- [WHAT THIS EXERCISE ASKS]:
- A) List every exchange that the S&P 500 timeline names.
- B) Translate this sentence from the S&P 500 timeline into Spanish: "On March 4, 1957, the Standard & Poor's 500 was introduced."
- C) From the S&P 500 timeline, retype everything from "American Telephone and" down to "companies, computed weekly.".

- [SOURCE EXCERPT]:
Timeline: Key dates and milestones in the S&P 500's history
Standard & Poor's, initially known as the Standard Statistics Company, created its first stock market index in 1923. It consisted of the stocks of 233 companies and was computed weekly.
Three years later, it developed a 90-stock composite price index computed daily. That was expanded over the years.
On March 4, 1957, the Standard & Poor's 500 was introduced.
The S&P 500 index has became synonymous with the term "U.S. stock market." It is one of the leading benchmarks for the market, even though others, including the Russell and Wilshire indexes, are broader measures of the market. Still, investors use the S&P 500 as the main index to measure their portfolios' performance, with roughly $5.6 trillion benchmarked to the S&P 500.
The S&P's 500 companies represent the U.S. market more broadly than the Dow Jones industrial average, which includes the stocks of only 30 companies.
American Telephone and Telegraph was the heaviest-weighted stock in the index in 1957. The company, now known as AT&T , is the 11th-largest company in the S&P 500 index.
Today the S&P 500 index has a total market cap of about $14.96 trillion. Sixty-nine of the 500 original companies remain in the S&P 500 today.
Below are some key dates and milestones in the history of the S&P 500.
1923: Standard Statistics Company, as S&P was formerly known, develops its first stock market index consisting of the stocks of 233 U.S. companies, computed weekly.
1926: Standard Statistics creates a 90-stock composite price index, computed daily.
March 4, 1957: The Standard & Poor's 500 index is introduced, tracking the performance of the stocks of 500 leading U.S. companies. With a total market capitalization of $172 billion, the S&P 500 followed the performance of 425 industrial, 15 rail and 60 utility stocks.
1958: S&P 500 ends the year up 38.06 percent, its best year in terms of percentage gain.
June 4, 1968: S&P 500 closes above 100 for the first time.
August 31, 1976: Vanguard introduces the first retail index mutual fund, the Vanguard First Index Investment Trust, which tracks the S&P 500, allowing individual investors for the first time to buy into the broad market with a single purchase. The fund, now known as the Vanguard 500 Index Fund , has $125 billion in assets.
April 21, 1982: The Chicago Mercantile Exchange begins trading futures based on the S&P 500.
July 1, 1983: Options contracts based on the S&P 500 index begin trading on the Chicago Board Options Exchange.
Oct 19, 1987: S&P 500 registers its worst daily percentage loss, falling 20.47 percent. The one-day crash, known as "Black Monday," was blamed on program trading and those using a hedging strategy known as portfolio insurance. Despite the losses, the S&P 500 still ended up that year.
January 22, 1993: State Street's Standard & Poor's Depositary Receipts, or the SPDR S&P 500 , an exchange-traded fund (ETF) that tracks the S&P 500's performance, begins trading on the American Stock Exchange. It was the first ETF to trade in the United States. The first SPDR and the many variations that followed are commonly referred to as the "spiders." The fund currently has about $133.8 billion in assets, making it the largest exchange-traded fund in terms of assets.

- [DATA EXCERPT]:
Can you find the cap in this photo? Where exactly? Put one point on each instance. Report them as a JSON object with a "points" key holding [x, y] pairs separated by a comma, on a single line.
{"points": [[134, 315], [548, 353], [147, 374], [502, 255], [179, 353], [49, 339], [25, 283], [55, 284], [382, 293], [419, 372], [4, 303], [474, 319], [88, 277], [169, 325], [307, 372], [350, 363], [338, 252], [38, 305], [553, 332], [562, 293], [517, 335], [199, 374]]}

- [RESPONSES IN ORDER]:
- A)
Chicago Mercantile Exchange
Chicago Board Options Exchange
American Stock Exchange

- B) El 4 de marzo de 1957 se presentó el Standard & Poor's 500.

- C)
American Telephone and Telegraph was the heaviest-weighted stock in the index in 1957. The company, now known as AT&T , is the 11th-largest company in the S&P 500 index.
Today the S&P 500 index has a total market cap of about $14.96 trillion. Sixty-nine of the 500 original companies remain in the S&P 500 today.
Below are some key dates and milestones in the history of the S&P 500.
1923: Standard Statistics Company, as S&P was formerly known, develops its first stock market index consisting of the stocks of 233 U.S. companies, computed weekly.